RAW DATA:
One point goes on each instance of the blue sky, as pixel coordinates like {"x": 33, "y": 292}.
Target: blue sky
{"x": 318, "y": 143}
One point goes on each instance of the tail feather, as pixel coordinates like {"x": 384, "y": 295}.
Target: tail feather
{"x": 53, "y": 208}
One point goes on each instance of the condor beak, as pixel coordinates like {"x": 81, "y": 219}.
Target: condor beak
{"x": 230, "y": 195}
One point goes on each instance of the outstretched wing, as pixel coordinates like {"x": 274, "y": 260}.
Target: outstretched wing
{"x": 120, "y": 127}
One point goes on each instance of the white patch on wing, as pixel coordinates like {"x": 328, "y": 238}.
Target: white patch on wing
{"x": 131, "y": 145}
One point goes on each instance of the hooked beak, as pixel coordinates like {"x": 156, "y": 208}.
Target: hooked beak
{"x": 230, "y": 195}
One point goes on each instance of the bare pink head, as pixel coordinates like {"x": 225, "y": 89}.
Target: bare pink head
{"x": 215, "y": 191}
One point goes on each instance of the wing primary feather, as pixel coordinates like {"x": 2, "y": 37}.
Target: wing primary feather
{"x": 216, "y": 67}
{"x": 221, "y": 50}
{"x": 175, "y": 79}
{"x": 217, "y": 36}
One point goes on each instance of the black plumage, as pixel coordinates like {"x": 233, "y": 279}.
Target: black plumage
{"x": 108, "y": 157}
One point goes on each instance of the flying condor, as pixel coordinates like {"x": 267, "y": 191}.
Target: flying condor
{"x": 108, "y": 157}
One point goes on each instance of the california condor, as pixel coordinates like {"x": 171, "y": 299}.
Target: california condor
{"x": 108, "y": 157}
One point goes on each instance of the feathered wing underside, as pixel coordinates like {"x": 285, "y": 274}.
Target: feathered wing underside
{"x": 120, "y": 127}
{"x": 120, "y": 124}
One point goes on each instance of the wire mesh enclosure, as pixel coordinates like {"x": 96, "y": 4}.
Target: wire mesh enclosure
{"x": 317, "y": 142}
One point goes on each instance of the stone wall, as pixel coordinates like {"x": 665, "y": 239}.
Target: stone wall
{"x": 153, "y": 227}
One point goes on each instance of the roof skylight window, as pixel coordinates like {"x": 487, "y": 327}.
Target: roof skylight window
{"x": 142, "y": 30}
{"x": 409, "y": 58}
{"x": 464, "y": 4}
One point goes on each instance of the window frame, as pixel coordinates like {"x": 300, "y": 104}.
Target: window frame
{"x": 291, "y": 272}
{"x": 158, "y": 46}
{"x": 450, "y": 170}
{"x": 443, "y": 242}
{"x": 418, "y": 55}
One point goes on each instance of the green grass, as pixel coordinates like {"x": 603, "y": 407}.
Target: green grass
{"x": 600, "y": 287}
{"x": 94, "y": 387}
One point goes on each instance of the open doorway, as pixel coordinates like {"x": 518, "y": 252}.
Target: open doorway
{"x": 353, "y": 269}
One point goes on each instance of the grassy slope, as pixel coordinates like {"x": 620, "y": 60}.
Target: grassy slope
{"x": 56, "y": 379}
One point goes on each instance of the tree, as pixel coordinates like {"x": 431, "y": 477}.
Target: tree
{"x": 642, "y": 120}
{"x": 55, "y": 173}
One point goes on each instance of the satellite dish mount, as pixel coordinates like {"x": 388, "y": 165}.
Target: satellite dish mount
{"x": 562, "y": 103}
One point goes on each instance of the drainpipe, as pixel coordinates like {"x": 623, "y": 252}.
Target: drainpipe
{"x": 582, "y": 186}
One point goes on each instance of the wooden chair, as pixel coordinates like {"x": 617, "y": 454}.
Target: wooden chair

DIRECTION:
Please render every line of the items above as a Markdown table with two columns, Row and Line. Number each row and leave out blank lines.

FINISHED TASK:
| Row | Line |
|---|---|
| 1 | One point goes on each instance of the blue sky, as pixel coordinates like {"x": 33, "y": 292}. |
| 2 | Target: blue sky |
| 3 | {"x": 318, "y": 143} |
| 4 | One point goes on each instance of the tail feather, as pixel coordinates like {"x": 384, "y": 295}. |
| 5 | Target: tail feather |
| 6 | {"x": 53, "y": 208} |
| 7 | One point goes on each instance of the condor beak, as pixel coordinates like {"x": 81, "y": 219}. |
| 8 | Target: condor beak |
| 9 | {"x": 230, "y": 195} |
| 10 | One point goes on each instance of the outstretched wing, as pixel coordinates like {"x": 274, "y": 260}. |
| 11 | Target: outstretched wing |
| 12 | {"x": 120, "y": 127} |
| 13 | One point goes on each instance of the white patch on wing, as pixel coordinates like {"x": 328, "y": 238}. |
| 14 | Target: white patch on wing |
| 15 | {"x": 131, "y": 145} |
| 16 | One point goes on each instance of the hooked beak, as pixel coordinates like {"x": 156, "y": 208}. |
| 17 | Target: hooked beak |
| 18 | {"x": 230, "y": 195} |
| 19 | One point goes on each instance of the bare pink head, as pixel coordinates like {"x": 225, "y": 89}. |
| 20 | Target: bare pink head |
| 21 | {"x": 215, "y": 191} |
| 22 | One point goes on each instance of the wing primary feather, as pixel coordinates like {"x": 2, "y": 37}. |
| 23 | Target: wing primary feather |
| 24 | {"x": 216, "y": 67} |
| 25 | {"x": 221, "y": 50} |
| 26 | {"x": 175, "y": 79} |
| 27 | {"x": 217, "y": 36} |
| 28 | One point goes on each instance of the black plumage, as pixel coordinates like {"x": 233, "y": 279}. |
| 29 | Target: black plumage |
| 30 | {"x": 108, "y": 157} |
| 31 | One point goes on each instance of the flying condor, as pixel coordinates like {"x": 267, "y": 191}. |
| 32 | Target: flying condor |
| 33 | {"x": 108, "y": 157} |
| 34 | One point goes on each instance of the california condor, as pixel coordinates like {"x": 171, "y": 299}. |
| 35 | Target: california condor |
| 36 | {"x": 108, "y": 157} |
| 37 | One point goes on each instance of the feathered wing underside, as pixel coordinates like {"x": 285, "y": 274}. |
| 38 | Target: feathered wing underside |
| 39 | {"x": 120, "y": 127} |
| 40 | {"x": 120, "y": 124} |
| 41 | One point goes on each instance of the wire mesh enclosure, as pixel coordinates like {"x": 96, "y": 4}. |
| 42 | Target: wire mesh enclosure |
| 43 | {"x": 317, "y": 142} |
| 44 | One point goes on each instance of the stone wall, as pixel coordinates like {"x": 665, "y": 239}. |
| 45 | Target: stone wall |
| 46 | {"x": 153, "y": 227} |
| 47 | One point goes on each instance of the roof skylight window, as pixel coordinates like {"x": 487, "y": 327}. |
| 48 | Target: roof skylight window |
| 49 | {"x": 142, "y": 30} |
| 50 | {"x": 409, "y": 58} |
| 51 | {"x": 464, "y": 4} |
| 52 | One point goes on each instance of the window frame, as pixel coordinates like {"x": 300, "y": 104}. |
| 53 | Target: window frame |
| 54 | {"x": 291, "y": 272} |
| 55 | {"x": 158, "y": 46} |
| 56 | {"x": 450, "y": 170} |
| 57 | {"x": 443, "y": 242} |
| 58 | {"x": 418, "y": 55} |
| 59 | One point goes on each instance of the green grass, as pixel coordinates like {"x": 603, "y": 407}. |
| 60 | Target: green grass |
| 61 | {"x": 600, "y": 287} |
| 62 | {"x": 94, "y": 387} |
| 63 | One point goes on each instance of the open doorway, as pixel coordinates like {"x": 518, "y": 252}. |
| 64 | Target: open doorway |
| 65 | {"x": 353, "y": 269} |
| 66 | One point goes on each instance of the grassy slope, as pixel coordinates like {"x": 620, "y": 60}. |
| 67 | Target: grassy slope |
| 68 | {"x": 56, "y": 379} |
| 69 | One point goes on each instance of the tree, as pixel coordinates like {"x": 431, "y": 477}. |
| 70 | Target: tree |
| 71 | {"x": 642, "y": 120} |
| 72 | {"x": 55, "y": 173} |
| 73 | One point goes on each instance of the satellite dish mount, as pixel coordinates like {"x": 388, "y": 165}. |
| 74 | Target: satellite dish mount |
| 75 | {"x": 562, "y": 103} |
| 76 | One point goes on each instance of the drainpipe, as pixel coordinates like {"x": 623, "y": 252}. |
| 77 | Target: drainpipe |
| 78 | {"x": 582, "y": 186} |
| 79 | One point goes on each instance of the wooden chair, as pixel coordinates like {"x": 617, "y": 454}. |
| 80 | Target: wooden chair |